##### INPUT ROWS
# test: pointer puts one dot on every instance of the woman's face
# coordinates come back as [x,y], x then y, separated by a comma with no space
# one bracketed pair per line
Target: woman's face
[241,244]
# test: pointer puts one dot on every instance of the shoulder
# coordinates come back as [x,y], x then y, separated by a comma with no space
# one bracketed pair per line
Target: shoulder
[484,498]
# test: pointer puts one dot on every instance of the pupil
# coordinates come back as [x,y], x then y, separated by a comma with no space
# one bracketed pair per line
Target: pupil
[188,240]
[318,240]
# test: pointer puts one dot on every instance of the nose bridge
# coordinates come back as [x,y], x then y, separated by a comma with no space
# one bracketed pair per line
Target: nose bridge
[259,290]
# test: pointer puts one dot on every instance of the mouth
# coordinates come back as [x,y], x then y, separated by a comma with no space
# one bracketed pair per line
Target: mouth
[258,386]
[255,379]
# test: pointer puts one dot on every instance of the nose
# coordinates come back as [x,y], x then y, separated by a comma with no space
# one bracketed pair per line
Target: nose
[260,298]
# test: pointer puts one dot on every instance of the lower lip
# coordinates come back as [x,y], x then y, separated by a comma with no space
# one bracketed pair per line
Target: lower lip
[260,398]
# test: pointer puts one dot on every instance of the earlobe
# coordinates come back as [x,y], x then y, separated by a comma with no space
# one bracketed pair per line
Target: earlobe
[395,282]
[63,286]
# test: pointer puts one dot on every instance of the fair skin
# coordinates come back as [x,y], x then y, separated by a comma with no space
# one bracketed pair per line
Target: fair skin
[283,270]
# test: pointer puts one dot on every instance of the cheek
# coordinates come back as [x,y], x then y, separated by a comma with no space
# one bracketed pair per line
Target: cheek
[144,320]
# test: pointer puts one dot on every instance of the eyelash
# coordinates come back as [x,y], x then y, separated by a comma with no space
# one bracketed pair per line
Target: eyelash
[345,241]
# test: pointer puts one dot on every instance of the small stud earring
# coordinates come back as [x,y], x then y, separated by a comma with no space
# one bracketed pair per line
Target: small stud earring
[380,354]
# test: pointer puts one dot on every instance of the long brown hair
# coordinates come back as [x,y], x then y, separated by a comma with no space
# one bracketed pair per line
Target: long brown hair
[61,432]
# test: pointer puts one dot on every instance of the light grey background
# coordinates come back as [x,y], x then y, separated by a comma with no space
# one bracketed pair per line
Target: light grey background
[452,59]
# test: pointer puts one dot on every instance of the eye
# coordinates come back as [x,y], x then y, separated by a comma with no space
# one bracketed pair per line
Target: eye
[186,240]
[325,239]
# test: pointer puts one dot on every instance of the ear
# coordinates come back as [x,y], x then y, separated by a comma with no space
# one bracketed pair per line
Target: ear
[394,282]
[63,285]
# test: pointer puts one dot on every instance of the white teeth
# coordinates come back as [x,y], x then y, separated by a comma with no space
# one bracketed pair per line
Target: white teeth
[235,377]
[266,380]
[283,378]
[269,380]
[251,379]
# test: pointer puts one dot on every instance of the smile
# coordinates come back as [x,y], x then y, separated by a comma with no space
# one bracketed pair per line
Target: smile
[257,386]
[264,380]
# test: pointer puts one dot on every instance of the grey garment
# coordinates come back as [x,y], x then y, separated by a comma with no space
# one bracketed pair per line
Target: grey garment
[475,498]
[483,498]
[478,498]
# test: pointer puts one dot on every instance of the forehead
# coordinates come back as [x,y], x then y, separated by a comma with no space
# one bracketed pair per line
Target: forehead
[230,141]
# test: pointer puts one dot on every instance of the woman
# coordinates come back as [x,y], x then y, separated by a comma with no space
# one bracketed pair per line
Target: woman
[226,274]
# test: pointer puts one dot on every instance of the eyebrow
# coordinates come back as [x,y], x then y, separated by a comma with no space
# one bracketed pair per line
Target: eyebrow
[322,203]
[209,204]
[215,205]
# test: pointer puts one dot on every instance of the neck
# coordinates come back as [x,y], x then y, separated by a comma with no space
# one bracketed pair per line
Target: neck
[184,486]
##########
TASK DESCRIPTION
Write out again, word for word, the lines of the data file from the line with "the white teeth" up to and including the last line.

SOLUTION BELOW
# test: pointer puts one dot on every instance of the white teeth
# coordinates come back as [x,y], x then y, separated by a comma with no space
# one bracketed pair per line
Target: white teeth
[235,377]
[266,380]
[283,378]
[269,380]
[251,379]
# test: pointer puts one dot on every instance of the smile
# coordinates come back as [x,y], x then y, separated by a comma with no space
# one bracketed pair per line
Target: smile
[257,386]
[264,380]
# test: pointer puts one dot on every instance of the grey garment
# coordinates come back as [x,y], x then y, separated by a comma with no space
# one bracketed pair per line
Target: grey garment
[475,498]
[483,498]
[478,498]
# test: pointer puts one dot on every instance of the forehead
# coordinates come back as [x,y], x then y, separated by a comma with no space
# one bracketed pair per line
Target: forehead
[230,141]
# test: pointer puts one dot on every instance of the woman
# coordinates come back as [x,y], x then y, separated by a comma with no space
# one bracketed pair per line
Target: woman
[226,274]
# test: pointer puts one dot on every instance of the eyebrow
# coordinates come back as [x,y], x then y, separated by a comma with no space
# one bracketed pair per line
Target: eyebrow
[322,203]
[209,204]
[215,205]
# test: pointer puts one dot on every instance of the neck
# coordinates come back as [x,y], x then y, separated by a comma with no space
# one bracketed pair per line
Target: neck
[184,486]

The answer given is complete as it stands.